ENTRIES SUPPLIED
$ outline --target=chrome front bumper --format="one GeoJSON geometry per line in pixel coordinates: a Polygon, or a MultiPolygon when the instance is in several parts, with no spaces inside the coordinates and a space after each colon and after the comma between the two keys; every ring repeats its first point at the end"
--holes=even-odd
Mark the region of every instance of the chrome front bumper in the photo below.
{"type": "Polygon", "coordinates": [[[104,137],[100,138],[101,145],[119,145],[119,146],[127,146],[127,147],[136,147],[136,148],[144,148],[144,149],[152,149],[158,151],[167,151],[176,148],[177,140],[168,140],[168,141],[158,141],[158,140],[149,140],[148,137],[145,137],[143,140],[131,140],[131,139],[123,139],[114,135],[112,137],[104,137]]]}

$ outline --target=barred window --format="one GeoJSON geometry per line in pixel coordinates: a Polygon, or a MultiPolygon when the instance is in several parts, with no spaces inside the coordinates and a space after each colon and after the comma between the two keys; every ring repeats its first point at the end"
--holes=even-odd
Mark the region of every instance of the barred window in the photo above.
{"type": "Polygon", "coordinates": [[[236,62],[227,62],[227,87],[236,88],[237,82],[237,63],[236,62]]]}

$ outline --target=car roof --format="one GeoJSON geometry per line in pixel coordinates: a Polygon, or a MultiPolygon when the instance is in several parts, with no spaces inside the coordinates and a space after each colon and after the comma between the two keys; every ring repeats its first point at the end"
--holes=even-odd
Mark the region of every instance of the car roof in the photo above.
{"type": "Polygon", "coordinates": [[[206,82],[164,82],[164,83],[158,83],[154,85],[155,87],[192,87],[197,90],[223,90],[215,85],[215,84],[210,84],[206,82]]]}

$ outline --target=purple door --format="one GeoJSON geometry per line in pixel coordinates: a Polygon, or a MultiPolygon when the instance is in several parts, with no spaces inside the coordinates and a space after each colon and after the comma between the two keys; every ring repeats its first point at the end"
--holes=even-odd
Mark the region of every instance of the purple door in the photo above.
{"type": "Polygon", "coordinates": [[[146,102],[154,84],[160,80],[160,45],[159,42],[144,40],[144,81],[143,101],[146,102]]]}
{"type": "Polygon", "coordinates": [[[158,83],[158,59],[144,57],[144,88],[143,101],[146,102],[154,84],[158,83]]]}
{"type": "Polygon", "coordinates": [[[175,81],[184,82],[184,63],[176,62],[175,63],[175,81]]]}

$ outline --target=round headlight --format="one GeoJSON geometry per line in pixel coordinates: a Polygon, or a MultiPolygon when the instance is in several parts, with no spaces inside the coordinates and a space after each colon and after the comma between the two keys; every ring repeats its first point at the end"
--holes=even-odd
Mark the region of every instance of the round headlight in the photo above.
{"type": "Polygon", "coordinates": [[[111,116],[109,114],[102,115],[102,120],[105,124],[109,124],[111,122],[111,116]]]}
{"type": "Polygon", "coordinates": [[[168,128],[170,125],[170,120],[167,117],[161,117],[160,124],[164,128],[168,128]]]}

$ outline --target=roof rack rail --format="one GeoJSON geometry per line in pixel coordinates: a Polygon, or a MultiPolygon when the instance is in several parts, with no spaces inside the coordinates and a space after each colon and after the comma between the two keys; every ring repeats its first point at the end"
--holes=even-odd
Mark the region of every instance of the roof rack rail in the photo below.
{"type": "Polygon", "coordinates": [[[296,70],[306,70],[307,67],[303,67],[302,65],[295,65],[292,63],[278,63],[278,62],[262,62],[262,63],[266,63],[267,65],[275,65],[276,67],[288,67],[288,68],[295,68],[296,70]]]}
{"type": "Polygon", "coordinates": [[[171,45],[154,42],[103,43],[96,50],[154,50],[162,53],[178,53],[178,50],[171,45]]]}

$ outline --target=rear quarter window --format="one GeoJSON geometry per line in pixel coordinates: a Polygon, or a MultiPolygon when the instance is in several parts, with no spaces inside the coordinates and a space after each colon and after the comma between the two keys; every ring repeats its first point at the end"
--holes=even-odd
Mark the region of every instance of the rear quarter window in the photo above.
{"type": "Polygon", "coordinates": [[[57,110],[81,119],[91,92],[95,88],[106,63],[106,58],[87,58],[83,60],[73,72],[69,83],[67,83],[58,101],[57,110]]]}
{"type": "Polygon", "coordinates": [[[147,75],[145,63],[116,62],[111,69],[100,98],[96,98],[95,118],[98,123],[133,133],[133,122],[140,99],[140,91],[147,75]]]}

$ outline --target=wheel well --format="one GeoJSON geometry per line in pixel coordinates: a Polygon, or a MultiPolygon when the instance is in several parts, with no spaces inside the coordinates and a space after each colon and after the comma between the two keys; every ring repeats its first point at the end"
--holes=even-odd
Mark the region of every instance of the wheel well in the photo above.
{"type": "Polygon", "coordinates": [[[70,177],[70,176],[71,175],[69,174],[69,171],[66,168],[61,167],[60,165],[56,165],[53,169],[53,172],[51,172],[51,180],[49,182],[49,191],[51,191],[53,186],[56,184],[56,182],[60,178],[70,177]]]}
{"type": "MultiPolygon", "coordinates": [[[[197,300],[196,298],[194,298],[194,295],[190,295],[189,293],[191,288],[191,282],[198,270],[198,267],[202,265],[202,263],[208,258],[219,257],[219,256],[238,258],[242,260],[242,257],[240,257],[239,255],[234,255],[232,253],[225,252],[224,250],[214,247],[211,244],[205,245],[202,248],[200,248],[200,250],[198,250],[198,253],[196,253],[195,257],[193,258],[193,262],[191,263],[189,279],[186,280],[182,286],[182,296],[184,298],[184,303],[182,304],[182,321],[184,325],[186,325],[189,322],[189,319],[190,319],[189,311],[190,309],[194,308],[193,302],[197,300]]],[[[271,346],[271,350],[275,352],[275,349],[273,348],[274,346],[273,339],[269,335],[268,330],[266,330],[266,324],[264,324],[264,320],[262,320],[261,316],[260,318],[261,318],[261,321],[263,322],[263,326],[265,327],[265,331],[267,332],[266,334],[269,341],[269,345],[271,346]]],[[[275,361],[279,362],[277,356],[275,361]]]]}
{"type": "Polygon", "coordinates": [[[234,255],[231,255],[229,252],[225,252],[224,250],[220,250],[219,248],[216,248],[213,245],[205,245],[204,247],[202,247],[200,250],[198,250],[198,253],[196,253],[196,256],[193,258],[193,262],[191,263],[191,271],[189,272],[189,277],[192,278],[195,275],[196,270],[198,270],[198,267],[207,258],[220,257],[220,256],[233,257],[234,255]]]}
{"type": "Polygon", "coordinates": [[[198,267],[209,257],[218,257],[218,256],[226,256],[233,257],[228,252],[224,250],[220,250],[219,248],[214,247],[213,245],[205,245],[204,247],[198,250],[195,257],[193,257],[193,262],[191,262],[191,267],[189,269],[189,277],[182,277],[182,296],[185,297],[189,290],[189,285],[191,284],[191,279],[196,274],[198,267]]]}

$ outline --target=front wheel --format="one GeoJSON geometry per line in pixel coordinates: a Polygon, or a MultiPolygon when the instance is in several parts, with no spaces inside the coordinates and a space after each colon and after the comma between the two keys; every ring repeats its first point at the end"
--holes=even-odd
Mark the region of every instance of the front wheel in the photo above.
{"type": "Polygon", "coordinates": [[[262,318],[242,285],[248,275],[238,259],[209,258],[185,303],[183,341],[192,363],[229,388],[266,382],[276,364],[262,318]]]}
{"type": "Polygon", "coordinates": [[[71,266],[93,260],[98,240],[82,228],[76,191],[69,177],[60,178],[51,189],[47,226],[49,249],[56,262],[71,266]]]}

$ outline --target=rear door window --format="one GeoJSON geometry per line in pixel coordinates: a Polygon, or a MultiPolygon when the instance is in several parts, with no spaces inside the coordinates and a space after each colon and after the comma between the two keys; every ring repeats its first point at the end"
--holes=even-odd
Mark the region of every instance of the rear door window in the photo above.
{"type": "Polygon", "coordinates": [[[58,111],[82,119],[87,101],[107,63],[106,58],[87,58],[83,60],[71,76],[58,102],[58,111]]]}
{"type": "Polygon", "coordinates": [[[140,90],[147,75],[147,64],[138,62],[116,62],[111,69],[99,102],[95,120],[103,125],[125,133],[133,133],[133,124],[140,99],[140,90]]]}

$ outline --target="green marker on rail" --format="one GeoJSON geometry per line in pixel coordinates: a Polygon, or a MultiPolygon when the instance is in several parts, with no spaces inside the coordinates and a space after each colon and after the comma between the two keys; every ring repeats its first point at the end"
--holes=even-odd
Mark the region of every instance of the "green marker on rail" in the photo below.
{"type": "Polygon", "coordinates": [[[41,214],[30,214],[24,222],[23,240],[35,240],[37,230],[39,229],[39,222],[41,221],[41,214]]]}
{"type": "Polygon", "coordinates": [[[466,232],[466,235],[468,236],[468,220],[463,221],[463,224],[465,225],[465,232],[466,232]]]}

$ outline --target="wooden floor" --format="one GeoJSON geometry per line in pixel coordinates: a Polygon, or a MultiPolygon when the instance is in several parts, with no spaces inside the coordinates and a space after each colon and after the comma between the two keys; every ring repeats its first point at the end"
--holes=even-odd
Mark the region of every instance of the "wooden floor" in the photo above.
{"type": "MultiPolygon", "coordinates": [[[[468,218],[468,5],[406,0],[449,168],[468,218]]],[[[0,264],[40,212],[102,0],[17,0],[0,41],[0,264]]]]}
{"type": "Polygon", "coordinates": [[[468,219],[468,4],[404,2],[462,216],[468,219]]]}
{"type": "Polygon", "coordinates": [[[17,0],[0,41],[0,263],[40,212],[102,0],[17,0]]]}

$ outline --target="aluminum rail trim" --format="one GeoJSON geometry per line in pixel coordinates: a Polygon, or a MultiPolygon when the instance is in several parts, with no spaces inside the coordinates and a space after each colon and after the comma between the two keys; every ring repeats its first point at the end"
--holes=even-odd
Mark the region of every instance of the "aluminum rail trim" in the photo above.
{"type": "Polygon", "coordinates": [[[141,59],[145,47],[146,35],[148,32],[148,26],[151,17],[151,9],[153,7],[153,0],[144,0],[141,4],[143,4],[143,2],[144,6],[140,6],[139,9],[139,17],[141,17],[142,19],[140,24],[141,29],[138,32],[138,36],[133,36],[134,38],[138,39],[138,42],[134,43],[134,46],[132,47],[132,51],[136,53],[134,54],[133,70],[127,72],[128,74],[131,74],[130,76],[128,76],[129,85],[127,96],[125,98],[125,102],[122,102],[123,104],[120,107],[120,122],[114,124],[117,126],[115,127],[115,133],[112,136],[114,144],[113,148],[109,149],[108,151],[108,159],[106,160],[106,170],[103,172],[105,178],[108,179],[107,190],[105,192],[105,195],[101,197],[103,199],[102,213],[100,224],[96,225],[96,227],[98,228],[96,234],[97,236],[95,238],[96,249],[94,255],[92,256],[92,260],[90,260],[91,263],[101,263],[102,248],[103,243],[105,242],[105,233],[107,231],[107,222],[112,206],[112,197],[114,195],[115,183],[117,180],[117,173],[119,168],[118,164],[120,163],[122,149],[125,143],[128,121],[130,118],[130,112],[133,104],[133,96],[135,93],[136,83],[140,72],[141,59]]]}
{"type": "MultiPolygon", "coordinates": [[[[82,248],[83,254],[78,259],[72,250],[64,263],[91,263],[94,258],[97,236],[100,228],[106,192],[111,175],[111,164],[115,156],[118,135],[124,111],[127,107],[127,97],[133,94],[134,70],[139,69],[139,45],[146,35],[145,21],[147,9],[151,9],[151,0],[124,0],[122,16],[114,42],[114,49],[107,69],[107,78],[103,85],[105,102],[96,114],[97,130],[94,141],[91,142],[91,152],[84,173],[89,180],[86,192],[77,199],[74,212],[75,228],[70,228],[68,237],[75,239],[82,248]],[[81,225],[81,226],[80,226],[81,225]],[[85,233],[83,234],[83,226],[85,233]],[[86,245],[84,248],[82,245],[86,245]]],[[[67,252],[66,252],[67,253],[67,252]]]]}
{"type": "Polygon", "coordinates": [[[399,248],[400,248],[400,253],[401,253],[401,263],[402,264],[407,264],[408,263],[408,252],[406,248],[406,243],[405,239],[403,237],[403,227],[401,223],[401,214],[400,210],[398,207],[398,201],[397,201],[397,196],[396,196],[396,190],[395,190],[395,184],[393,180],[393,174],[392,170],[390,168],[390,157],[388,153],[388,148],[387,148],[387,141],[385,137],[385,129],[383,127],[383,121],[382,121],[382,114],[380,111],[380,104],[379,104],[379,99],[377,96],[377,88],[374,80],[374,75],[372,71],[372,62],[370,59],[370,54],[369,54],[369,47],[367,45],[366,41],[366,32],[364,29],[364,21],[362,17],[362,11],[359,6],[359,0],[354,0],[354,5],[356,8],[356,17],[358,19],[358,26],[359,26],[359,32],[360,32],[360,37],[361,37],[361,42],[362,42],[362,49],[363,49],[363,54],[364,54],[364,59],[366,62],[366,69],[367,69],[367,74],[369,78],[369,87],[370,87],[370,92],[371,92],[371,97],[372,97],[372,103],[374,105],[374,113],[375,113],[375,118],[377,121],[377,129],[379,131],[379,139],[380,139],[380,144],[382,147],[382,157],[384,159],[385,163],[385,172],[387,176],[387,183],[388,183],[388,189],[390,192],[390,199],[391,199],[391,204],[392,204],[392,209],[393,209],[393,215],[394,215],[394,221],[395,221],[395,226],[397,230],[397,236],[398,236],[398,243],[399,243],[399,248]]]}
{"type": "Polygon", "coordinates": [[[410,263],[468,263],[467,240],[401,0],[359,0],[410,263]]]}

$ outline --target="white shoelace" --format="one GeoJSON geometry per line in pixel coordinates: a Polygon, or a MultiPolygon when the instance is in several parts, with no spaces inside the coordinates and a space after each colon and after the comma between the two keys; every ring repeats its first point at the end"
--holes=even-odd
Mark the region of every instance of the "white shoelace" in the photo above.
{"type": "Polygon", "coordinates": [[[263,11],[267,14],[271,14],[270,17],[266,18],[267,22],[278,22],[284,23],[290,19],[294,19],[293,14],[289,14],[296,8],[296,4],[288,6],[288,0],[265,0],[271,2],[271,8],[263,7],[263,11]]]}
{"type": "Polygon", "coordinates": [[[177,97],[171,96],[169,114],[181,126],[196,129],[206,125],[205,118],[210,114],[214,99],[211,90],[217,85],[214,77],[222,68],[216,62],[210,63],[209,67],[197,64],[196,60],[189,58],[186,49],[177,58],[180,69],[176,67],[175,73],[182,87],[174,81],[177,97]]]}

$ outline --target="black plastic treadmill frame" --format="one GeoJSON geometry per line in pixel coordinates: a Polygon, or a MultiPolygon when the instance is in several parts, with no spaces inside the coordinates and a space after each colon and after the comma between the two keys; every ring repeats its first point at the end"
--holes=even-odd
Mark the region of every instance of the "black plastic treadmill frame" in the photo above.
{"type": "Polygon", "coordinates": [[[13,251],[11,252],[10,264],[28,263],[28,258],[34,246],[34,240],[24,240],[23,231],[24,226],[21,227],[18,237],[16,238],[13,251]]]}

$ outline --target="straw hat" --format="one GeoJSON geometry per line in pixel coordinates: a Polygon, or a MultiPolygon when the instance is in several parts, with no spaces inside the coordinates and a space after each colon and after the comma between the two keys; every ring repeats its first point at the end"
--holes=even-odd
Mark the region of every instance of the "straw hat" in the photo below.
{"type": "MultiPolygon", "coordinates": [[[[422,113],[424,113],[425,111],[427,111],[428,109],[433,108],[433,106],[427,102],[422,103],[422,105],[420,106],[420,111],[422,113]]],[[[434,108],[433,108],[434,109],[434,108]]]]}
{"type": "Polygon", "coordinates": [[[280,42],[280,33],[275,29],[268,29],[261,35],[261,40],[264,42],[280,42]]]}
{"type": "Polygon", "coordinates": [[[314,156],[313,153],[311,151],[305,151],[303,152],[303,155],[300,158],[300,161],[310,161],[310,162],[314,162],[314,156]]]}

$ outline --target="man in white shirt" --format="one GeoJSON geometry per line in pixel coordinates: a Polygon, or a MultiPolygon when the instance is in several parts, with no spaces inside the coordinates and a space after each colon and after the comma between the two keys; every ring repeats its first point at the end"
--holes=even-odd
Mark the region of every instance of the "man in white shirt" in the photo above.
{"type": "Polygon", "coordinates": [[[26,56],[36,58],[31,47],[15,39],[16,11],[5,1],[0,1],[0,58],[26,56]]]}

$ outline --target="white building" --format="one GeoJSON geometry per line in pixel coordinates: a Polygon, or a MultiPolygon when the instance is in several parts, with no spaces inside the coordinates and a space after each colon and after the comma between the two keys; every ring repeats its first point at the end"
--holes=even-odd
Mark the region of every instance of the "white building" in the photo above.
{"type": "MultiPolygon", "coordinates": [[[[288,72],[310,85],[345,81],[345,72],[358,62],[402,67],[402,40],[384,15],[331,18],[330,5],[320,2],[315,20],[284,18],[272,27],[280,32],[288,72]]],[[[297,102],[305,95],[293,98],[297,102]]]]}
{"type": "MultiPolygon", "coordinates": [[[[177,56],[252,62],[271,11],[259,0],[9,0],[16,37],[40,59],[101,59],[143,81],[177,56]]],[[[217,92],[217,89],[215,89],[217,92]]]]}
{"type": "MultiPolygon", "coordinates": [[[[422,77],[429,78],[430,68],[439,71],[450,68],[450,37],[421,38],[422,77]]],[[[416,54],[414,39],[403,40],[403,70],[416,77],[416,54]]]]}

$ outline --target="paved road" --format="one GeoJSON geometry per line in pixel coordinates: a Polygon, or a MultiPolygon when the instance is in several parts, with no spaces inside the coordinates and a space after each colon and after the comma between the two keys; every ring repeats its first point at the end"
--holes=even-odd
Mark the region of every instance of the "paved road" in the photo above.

EXERCISE GOAL
List every line above that holds the word "paved".

COMPLETED TASK
$ outline --target="paved road" --format="one GeoJSON geometry per line in pixel coordinates: a Polygon, or a MultiPolygon when the instance is in several parts, with no spaces inside the coordinates and a space after each colon and after the comma between the two keys; every ring repeats its first point at the end"
Mark the region of every instance of the "paved road" in the photo above.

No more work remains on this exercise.